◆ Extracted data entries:

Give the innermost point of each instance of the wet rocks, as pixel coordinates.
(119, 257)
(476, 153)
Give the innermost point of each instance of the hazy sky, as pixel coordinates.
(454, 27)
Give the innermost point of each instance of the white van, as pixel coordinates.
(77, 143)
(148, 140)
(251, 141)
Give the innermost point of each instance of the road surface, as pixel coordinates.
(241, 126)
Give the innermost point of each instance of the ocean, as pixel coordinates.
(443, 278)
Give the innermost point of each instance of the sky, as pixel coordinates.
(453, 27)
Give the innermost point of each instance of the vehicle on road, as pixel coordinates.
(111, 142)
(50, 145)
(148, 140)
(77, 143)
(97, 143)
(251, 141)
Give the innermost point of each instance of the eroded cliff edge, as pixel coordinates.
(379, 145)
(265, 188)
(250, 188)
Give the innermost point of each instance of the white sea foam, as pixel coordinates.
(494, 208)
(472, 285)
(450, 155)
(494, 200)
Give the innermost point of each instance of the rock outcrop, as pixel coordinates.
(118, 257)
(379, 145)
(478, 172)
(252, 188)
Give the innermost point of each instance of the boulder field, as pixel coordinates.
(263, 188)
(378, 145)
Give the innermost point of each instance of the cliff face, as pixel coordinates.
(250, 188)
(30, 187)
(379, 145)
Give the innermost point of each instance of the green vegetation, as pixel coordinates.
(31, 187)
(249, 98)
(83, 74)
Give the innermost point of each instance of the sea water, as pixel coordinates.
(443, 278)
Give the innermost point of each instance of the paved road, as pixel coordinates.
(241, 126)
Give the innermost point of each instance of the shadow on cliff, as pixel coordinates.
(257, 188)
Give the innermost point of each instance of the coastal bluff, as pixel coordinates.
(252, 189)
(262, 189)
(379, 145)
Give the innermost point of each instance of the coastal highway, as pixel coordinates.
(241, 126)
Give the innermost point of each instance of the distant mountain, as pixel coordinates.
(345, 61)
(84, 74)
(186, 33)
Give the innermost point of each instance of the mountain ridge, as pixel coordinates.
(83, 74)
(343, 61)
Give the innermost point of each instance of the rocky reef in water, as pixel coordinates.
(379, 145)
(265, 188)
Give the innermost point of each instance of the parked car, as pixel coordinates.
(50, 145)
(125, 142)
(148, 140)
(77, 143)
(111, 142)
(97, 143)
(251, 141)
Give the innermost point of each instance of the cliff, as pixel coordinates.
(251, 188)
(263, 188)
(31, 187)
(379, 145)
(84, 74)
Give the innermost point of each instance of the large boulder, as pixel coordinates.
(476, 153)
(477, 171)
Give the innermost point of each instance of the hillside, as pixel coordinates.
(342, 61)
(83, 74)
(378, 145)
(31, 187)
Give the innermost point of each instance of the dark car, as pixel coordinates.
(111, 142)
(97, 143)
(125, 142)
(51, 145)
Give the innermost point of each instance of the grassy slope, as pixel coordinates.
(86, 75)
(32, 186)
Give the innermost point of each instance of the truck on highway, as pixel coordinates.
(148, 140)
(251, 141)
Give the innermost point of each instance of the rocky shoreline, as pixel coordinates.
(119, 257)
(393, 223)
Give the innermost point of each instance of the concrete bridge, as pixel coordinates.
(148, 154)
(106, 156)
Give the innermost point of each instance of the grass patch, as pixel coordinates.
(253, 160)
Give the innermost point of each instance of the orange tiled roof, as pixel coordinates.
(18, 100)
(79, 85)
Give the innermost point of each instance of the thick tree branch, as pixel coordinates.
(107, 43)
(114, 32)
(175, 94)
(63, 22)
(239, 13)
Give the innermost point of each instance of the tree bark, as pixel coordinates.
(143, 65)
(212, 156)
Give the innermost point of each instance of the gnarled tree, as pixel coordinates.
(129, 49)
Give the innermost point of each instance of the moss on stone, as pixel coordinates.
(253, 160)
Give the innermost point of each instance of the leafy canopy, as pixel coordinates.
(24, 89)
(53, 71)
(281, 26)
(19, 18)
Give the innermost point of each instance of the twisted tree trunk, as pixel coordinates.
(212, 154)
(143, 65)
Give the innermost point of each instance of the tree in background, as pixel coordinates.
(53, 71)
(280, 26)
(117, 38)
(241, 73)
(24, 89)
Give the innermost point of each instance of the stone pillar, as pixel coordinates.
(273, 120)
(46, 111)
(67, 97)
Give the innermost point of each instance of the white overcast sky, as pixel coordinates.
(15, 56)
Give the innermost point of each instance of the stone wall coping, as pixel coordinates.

◆ INSTRUCTION: From the line with "Give the innermost point of each instance of the twisted" up to and including the last line of the listing, write every line out again, requests included. Multiply each pixel coordinate in the answers by 1.85, rounding to whole numbers with halves going up.

◆ WORKED ANSWER:
Give the innermost point of each instance of the twisted tree trunk, as pixel coordinates.
(392, 285)
(265, 120)
Give the innermost point of each instance of the tree in background, as pixel coordinates.
(98, 131)
(518, 48)
(216, 70)
(446, 135)
(44, 165)
Give the innermost point of each instance of the stone pillar, as pixel coordinates.
(505, 222)
(85, 205)
(124, 179)
Give the innermost point of each instance of the white overcast sky, as pixel coordinates.
(28, 104)
Give the innermost point of each instance of the stone wall coping, as pixel coordinates.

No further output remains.